> WHAT YOU HAVE TO DO:
Pick out each line in the listing that contains the word "Should", and copy those lines.

> RECORDED DATA:
* * *
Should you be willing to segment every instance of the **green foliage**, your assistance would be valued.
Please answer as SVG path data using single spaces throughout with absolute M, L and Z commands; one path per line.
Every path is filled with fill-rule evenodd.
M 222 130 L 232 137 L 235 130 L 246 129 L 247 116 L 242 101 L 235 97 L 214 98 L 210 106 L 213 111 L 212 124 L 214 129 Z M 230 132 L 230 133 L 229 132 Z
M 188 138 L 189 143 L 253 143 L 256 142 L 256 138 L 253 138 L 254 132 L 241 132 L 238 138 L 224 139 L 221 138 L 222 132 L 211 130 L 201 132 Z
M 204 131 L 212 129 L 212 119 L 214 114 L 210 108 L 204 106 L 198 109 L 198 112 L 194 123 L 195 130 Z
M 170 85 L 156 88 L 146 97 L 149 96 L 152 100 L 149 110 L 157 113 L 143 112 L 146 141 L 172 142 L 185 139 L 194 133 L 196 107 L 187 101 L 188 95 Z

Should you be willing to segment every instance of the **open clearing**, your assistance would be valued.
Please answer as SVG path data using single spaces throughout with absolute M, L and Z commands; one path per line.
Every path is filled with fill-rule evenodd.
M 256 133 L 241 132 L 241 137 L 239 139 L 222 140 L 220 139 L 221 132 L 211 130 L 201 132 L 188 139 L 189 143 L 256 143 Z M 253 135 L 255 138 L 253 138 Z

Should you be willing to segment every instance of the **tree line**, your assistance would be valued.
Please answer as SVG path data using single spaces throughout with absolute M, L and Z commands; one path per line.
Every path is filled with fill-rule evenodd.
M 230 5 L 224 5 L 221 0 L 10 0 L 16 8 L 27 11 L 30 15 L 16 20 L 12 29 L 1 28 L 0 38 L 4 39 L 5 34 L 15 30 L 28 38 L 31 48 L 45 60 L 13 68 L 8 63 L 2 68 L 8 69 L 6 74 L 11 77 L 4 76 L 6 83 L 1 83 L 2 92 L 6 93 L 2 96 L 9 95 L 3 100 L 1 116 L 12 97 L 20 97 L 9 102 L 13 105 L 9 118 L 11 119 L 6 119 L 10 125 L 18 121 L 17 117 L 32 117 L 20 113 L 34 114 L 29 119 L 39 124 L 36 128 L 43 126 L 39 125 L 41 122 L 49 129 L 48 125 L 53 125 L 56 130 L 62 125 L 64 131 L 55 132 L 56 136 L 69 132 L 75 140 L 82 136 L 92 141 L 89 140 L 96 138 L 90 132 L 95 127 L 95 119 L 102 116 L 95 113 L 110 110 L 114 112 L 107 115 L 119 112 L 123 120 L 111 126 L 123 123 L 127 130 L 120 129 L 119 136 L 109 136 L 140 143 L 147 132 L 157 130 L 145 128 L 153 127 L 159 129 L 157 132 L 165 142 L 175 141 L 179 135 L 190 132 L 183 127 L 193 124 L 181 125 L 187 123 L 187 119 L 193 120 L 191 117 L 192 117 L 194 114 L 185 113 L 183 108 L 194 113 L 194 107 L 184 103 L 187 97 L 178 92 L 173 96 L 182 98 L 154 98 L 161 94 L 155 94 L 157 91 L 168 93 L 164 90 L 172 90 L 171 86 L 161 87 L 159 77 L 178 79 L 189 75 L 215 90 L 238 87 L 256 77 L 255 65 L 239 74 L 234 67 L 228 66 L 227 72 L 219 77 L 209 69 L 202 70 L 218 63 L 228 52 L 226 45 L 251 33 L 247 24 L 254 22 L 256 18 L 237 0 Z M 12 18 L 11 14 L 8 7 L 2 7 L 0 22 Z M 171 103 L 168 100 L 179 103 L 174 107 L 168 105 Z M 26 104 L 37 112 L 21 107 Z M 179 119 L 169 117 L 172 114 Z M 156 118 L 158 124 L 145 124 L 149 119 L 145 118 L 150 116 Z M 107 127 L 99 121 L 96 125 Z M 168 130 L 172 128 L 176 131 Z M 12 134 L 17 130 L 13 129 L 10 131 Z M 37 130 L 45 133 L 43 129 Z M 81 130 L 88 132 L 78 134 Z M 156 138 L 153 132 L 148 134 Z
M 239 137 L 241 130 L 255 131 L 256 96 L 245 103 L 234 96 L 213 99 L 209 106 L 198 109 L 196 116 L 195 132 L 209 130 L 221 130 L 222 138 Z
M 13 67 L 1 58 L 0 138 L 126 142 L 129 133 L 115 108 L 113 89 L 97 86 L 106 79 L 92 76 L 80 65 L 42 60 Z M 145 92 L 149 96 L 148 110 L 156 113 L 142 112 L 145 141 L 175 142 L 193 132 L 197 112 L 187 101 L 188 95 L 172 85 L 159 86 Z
* * *
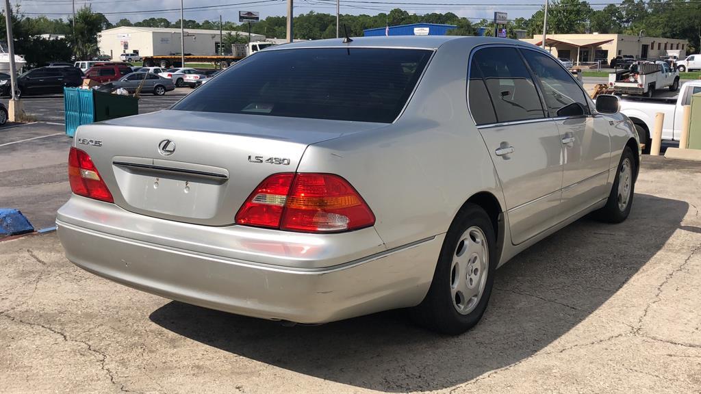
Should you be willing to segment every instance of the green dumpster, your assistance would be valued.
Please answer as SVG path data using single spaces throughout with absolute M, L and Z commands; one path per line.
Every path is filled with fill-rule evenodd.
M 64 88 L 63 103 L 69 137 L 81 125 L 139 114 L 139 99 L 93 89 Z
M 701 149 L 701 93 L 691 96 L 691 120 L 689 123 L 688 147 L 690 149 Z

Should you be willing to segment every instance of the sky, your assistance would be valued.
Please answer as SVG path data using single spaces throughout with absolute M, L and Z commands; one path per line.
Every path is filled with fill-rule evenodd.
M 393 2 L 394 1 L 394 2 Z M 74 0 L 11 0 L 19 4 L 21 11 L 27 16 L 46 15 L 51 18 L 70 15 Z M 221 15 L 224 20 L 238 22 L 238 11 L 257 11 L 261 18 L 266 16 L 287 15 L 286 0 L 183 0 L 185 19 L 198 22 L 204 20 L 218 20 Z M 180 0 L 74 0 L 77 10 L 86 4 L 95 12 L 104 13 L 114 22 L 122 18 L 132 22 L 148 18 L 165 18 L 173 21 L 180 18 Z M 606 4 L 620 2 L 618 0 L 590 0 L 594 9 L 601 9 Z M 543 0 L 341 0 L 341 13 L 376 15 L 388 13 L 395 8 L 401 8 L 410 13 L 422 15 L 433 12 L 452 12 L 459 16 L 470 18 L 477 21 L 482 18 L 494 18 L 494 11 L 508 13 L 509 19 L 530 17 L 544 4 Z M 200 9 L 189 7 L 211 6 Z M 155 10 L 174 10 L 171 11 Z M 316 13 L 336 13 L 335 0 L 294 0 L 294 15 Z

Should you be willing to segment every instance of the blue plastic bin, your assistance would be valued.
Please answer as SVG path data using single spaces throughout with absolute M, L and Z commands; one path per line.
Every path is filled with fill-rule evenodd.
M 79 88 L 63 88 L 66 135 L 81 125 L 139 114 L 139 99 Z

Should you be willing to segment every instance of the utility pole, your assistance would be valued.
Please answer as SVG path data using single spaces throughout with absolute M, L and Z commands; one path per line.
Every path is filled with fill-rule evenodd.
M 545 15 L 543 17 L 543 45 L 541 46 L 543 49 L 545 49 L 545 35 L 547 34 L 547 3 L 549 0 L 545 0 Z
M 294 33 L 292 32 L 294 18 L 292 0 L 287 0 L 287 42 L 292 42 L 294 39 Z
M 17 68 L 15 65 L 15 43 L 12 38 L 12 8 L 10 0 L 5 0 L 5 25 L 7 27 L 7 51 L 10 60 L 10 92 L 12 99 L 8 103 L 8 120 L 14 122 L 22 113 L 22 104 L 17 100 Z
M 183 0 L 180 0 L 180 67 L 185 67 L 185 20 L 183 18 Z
* * *
> TASK SOLUTION:
Should you be willing to segment every instance of the **green foliage**, your assistance would be valued.
Should you be willing to segment every instance of the **open clearing**, your assistance would be valued.
Should you be willing to segment every instance of the **tree line**, your assistance would be valued.
Should you be willing to segment every instance of the green dumpster, your assistance would be valued.
Should you be willing to segment every instance of the sky, your assistance would be valued.
Should you be willing to segment every instance of the blue plastic bin, your assistance would be valued.
Should you be willing to segment every instance of the utility pole, your assistance would be valued.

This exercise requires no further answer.